» Given task
Please identify each line in the entries below that contains the word "dark", and copy every such line in full.

» Input
★ ★ ★ ★ ★ ★ ★

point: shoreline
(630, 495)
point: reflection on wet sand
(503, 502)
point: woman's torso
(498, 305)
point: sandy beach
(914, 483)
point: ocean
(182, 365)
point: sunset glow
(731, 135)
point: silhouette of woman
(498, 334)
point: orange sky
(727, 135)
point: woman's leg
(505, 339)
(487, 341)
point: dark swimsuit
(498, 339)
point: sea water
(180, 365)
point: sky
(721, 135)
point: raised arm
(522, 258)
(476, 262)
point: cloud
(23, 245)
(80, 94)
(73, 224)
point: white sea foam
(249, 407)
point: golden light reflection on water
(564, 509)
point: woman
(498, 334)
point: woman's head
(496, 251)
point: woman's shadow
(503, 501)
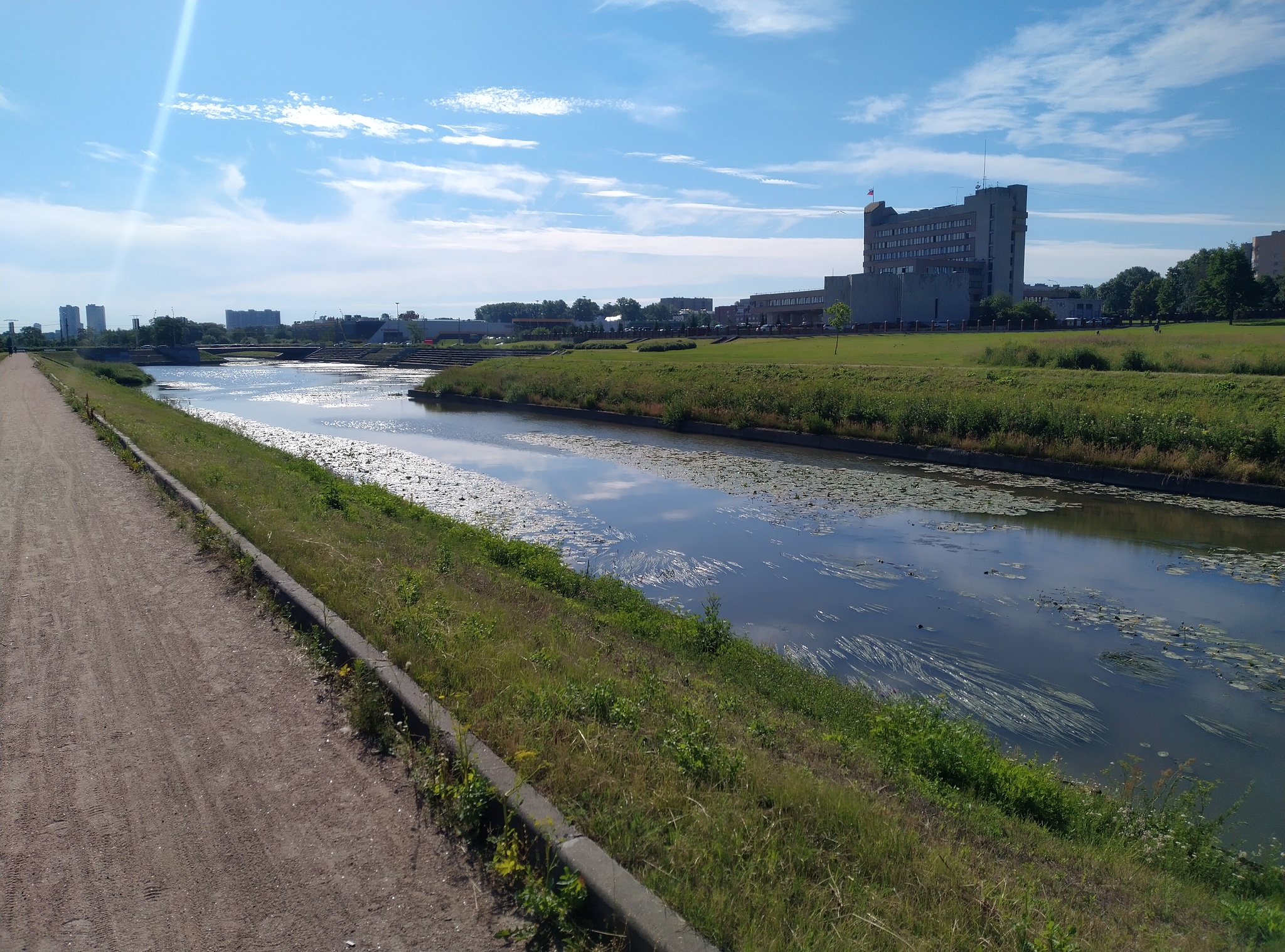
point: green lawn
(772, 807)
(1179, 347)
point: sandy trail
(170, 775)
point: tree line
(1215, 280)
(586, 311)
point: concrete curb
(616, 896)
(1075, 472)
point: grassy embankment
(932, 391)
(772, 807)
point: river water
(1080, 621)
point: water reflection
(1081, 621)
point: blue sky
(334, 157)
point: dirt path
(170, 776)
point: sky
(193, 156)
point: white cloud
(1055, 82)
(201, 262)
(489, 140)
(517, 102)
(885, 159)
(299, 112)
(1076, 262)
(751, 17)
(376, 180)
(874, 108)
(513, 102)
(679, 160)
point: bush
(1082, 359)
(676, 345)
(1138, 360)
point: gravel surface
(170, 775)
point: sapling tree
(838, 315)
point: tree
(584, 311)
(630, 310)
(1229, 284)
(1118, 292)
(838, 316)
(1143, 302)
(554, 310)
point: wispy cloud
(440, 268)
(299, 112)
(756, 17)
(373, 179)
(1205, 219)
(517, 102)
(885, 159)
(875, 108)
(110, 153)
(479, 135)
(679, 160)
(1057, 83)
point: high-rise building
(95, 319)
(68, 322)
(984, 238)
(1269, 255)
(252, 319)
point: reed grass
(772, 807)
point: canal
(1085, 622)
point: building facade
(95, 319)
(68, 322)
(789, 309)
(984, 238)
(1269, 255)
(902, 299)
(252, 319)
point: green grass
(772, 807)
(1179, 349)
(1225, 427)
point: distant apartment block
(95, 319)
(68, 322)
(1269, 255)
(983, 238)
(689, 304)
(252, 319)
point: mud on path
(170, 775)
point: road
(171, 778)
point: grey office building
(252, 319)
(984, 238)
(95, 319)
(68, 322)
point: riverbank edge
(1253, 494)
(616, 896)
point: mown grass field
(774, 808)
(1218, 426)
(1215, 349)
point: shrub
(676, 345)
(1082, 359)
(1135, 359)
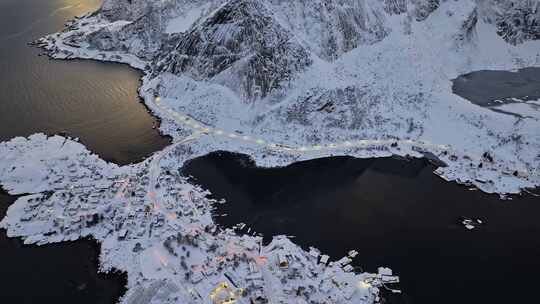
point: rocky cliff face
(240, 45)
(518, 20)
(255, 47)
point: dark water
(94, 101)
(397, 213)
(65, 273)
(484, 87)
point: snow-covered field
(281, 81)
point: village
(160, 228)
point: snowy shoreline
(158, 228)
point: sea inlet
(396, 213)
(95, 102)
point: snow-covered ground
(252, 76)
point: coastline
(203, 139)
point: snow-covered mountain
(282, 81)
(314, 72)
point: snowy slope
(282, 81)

★ ★ ★ ★ ★ ★ ★

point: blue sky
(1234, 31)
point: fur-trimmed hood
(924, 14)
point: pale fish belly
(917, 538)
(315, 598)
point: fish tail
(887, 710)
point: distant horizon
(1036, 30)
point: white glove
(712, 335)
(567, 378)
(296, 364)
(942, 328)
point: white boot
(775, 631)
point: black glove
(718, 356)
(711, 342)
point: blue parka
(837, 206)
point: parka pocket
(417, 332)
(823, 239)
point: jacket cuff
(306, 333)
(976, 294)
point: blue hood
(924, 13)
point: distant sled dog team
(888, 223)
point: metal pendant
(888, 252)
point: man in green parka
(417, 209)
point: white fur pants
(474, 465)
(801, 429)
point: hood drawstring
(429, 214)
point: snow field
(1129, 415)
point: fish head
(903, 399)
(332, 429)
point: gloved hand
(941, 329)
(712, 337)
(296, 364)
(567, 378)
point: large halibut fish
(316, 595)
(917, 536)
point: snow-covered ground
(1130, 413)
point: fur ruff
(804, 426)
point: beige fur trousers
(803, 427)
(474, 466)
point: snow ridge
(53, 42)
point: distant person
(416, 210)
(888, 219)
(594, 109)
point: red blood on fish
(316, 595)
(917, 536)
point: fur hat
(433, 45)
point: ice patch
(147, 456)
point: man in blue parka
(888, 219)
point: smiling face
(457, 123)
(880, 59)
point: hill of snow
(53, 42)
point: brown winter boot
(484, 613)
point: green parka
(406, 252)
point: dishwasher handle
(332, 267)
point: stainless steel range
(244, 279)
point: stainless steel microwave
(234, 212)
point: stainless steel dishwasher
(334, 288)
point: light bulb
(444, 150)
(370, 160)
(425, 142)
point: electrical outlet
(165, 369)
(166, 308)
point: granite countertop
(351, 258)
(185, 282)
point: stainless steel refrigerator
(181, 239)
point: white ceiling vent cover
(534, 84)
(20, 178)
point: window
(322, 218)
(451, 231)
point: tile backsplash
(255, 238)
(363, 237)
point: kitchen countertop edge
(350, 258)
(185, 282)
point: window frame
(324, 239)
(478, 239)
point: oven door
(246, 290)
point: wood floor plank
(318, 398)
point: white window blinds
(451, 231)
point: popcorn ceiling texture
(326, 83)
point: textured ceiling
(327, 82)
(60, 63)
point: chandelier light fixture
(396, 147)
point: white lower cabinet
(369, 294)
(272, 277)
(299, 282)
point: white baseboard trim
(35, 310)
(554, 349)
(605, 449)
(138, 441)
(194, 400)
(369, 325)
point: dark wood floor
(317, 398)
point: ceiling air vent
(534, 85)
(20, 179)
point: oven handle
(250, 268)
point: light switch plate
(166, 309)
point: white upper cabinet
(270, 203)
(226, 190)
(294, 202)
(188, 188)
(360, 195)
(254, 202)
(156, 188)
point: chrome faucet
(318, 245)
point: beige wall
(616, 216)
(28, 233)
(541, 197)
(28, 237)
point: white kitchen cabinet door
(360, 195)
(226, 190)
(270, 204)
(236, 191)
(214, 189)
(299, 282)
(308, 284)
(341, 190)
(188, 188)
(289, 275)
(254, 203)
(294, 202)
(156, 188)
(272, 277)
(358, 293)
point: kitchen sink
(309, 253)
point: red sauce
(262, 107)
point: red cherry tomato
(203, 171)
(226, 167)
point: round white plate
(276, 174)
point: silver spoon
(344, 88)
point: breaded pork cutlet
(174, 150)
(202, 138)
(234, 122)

★ ★ ★ ★ ★ ★ ★

» Correct output
point: dark swimsuit
point: dark water
point: dark wood floor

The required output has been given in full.